====== SOURCE TEXT ======
1. Measuring Political, Social, and Economic Conditions
- When presented with data, how do we respond? Do we cry "opinion"? Do we analyze our motives and presuppositions, and those of the ones interpreting the data?
- Be aware of reliable sources of statistics such as The National Center for Health Statistics and the U.S. Census Bureau.
- To interpret social indicators, one needs to understand the survey questions used, and what standards were used to determine counts. What is the numerator? The denominator? The form of comparison (cross-sectional, cross-time, or cross-demographic)? Why was each chosen?
- Measurement validity relates to an indicator's context and how the numerator and denominator were determined. That is, we look at how well a measure assesses an underlying idea.
- Measurement reliability, the repeatability of a measurement whose value is relatively constant, is affected by sampling error (random? Large enough?), response rate, and reasons for response or non-response.
======
(REQUIRED ACTIONS)
(a) In the text on measuring political, social, and economic conditions, what three things does it say affect measurement reliability?
(b) Continue the text on measuring political, social, and economic conditions, starting after its last point.
These records come from a separate source.
====== GIVEN ENTRIES ======
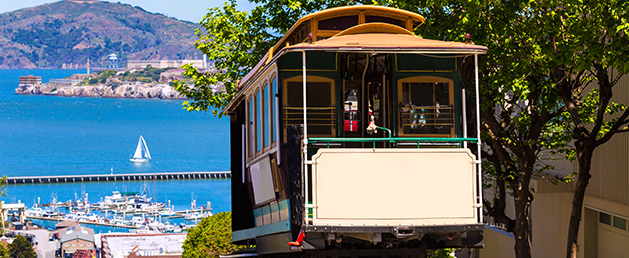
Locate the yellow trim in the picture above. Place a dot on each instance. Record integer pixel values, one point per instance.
(309, 70)
(274, 117)
(359, 10)
(424, 79)
(314, 27)
(270, 55)
(336, 59)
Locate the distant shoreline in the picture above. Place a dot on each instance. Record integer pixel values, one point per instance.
(131, 90)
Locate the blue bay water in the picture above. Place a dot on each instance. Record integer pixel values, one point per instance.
(47, 135)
======
(OUTPUTS)
(a) Sampling error, response rate, and reasons for response or non-response.

(b)
2. Measuring Racial and Ethnic Inequality
- Shift the discussion away from personal motives toward evidence of data/numbers.
- The U.S. uniquely classifies citizens by race and asks about both race and ethnicity. Most data comes through the Current Population Survey (also for education) and the Annual Social and Economic Supplement, of non-institutionalized individuals. However, net family wealth is rarely reported (varies among families with the same income).
- Most health data are in the CDC's National Center for Health Statistics.
- Crime data mainly come from the Uniform Crime Reporting program (FBI) and National Crime Victimization Survey (NCVS, subjective)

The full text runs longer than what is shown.